→ **Okuma metni**
● ● ●

Demokrasi ve cumhuriyet tartışmaları meclisin ve cumhuriyetin ilk günlerinde de ateşli söylemlere neden olmuştu. Bunun belki de ilk nedeni bu kavramlara birilerinin kendi amaç ve ideolojilerini yükleyerek insanların önüne sürmesiydi.
Oysa M. Kemal Atatürk daha o yıllarda herkesime açık ve net tarif yapmış ve cevaplar vermişti. Meclisteki bir konuşmasında şöyle diyordu M. Kemal:
"Bizim hükümetimizin şeklini ve esasını anlamayanlar veya anlamak istemeyenler vardır. Bu tereddüdü gidermek için anayasanın ruhunu iyi incelemek lazımdır?
Efendiler! Bilirsiniz ki, irade denilen bir şey vardır. Bir insanın iradesi olduğu gibi insanlardan oluşan herhangi bir sosyal toplumun da iradesi vardır. İrade vicdanın eğilimi, arzusu demektir?
Egemenliğini herhangi birine bırakan bir insan, kendi iradesinin kullanılacağından emin olamaz. Bunun için insanlar, milletler kendi iradelerini, kendi vicdanlarının eğilimini yapmak ve uygulamak isterlerse egemenliklerini mutlaka ellerinde tutmak mecburiyetindedirler. Şimdiye kadar milletimizin başına gelen bütün felaketler kendi talih ve geleceklerini başka birisinin eline terk etmesinden kaynaklanmıştır?
Milletler egemenliklerini geçici olarak da olsa verecekleri meclislere dahi lüzumundan fazla güvenmemelidir. Çünkü meclisler bile istibdat edebilirler. Ve bu istibdat şahsi istibdattan daha öldürücü olabilir."
Prof. Dr. Haydar Baş o yılları değerlendirirken yaptığı şu tespit bugünü de kapsamaktadır.
"Cumhuriyetin kabulünün ilk döneminde, Cumhuriyetimizin kurucusu M. Kemal, saltanat yerine yeni bir yönetim biçimi olan cumhuriyeti getirirken; saltanatı, din biçiminde algılayanlar yeni yönetimi yani cumhuriyeti, saltanat karşıtı algılamak yerine, din karşıtı olarak algıladılar. Milli devlet bu yanılgıyı düzeltmektedir." (Sosyal Devlet-Milli Devlet sh.24)
Ülkemizde demokrasiye o kadar çok anlamlar yüklendi ki, demokrasi dile gelse ve sorsan; sen nesin, diye belki de kendini bile tarif edemeyecek noktaya geldi.
İlginçtir! Demokrasiyi bu kadar yoran, tartışan, kutsallaştıran veya lanetleyenler de yine demokrasi vesilesiyle milletin huzurunda söz hakkı bulanlardı. Demokrasiyi yoranların ortak özelliklerinden biri de "Türk Milleti" kavramını, gerçeğini anlamamakta, kabul edememekte ısrar edenlerdi. Bir başka gerçek ise bu tartışmalar, milletin gündemi veya ihtiyacı değildi.

● ● ●

→ **Koleksiyon öğeleri**
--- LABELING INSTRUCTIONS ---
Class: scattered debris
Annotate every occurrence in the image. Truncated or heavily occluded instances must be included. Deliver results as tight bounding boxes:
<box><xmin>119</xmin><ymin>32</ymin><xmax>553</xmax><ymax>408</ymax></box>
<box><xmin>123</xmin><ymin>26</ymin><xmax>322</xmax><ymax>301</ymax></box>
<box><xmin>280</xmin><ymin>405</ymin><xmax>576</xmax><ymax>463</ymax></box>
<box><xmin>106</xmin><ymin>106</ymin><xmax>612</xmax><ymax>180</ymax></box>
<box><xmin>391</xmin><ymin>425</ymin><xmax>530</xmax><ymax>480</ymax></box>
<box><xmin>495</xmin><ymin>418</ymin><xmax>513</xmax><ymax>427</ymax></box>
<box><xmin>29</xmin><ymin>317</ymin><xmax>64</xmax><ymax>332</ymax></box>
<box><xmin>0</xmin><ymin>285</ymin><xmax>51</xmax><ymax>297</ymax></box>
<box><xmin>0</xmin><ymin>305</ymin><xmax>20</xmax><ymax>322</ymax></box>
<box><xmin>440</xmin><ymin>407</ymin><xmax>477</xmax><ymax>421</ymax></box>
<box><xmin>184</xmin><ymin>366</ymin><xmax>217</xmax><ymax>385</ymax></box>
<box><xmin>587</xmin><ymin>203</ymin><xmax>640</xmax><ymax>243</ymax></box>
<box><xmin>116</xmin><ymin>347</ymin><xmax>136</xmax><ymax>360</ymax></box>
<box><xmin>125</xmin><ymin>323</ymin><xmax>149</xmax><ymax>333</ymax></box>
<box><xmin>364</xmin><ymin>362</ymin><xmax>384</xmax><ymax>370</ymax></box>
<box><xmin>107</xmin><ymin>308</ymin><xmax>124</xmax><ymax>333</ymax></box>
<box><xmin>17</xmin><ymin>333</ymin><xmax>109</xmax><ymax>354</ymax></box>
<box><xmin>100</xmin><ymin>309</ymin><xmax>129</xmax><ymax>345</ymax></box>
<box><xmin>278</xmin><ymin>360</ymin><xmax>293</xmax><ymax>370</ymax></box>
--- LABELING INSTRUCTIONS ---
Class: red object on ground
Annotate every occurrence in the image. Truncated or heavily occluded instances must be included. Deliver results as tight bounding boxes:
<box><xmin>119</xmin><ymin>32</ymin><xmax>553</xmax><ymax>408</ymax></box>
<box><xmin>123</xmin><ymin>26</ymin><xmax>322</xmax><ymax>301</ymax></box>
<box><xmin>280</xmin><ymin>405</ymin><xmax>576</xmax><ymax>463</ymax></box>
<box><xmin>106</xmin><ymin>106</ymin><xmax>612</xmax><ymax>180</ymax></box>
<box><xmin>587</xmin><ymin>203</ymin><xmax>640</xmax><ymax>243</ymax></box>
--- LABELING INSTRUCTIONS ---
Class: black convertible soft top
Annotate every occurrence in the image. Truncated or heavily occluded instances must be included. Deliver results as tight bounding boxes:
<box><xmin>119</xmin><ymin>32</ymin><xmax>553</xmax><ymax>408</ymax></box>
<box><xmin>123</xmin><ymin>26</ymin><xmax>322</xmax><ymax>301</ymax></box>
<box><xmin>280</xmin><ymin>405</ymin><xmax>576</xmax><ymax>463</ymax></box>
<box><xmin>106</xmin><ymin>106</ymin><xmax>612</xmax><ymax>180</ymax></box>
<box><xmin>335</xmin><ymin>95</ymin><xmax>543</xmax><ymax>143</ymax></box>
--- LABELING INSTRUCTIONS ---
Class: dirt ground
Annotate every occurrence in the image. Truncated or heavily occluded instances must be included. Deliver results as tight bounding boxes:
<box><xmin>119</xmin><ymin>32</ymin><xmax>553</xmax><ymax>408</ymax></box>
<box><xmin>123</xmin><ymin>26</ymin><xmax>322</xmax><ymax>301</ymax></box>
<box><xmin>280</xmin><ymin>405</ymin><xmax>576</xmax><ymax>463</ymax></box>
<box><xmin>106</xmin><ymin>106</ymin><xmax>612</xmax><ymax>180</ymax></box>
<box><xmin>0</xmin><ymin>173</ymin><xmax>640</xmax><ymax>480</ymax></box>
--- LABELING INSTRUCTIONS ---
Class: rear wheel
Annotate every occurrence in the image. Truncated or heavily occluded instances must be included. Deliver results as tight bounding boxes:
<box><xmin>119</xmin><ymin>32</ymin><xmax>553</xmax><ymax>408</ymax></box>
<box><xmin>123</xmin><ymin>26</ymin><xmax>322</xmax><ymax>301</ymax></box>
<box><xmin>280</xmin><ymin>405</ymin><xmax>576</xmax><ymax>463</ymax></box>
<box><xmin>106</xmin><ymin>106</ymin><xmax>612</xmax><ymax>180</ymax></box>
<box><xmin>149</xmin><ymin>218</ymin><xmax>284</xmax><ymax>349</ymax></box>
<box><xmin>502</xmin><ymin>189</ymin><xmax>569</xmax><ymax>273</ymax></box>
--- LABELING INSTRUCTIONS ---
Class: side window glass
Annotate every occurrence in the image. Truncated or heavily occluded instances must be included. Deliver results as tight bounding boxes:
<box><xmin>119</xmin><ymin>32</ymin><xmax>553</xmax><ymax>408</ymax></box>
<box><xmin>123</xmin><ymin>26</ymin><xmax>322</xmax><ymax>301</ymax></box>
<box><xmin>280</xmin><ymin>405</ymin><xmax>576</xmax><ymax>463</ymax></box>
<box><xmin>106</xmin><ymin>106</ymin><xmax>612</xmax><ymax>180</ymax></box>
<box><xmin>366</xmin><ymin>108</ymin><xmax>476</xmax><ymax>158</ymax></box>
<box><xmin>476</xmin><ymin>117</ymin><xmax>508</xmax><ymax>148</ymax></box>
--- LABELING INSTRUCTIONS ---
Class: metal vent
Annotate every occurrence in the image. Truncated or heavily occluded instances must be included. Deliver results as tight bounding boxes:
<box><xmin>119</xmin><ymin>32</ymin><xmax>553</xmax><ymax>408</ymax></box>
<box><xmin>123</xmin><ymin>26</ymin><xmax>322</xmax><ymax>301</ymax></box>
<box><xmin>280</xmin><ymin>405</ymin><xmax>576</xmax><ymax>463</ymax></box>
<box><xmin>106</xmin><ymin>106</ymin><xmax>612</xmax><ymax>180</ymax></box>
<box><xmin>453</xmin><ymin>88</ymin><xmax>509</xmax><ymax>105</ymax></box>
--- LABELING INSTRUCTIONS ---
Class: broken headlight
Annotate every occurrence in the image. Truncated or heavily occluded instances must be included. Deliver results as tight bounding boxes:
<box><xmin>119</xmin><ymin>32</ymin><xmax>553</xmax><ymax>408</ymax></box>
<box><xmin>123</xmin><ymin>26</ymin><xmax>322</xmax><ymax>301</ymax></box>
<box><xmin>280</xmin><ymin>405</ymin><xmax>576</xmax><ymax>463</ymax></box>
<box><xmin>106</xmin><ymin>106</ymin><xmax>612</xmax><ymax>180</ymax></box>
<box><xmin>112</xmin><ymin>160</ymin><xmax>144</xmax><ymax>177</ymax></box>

● ● ●

→ **Alıştırma yönergesi**
Demokrasi ve cumhuriyet üzerine olan metinde "Efendiler! Bilirsiniz ki, irade" sözlerinden "eğilimi, arzusu demektir?" sözlerine kadar uzanan bölümü hiç değiştirmeden yeniden yazın.

→ **Alıştırma çıktısı**
Efendiler! Bilirsiniz ki, irade denilen bir şey vardır. Bir insanın iradesi olduğu gibi insanlardan oluşan herhangi bir sosyal toplumun da iradesi vardır. İrade vicdanın eğilimi, arzusu demektir?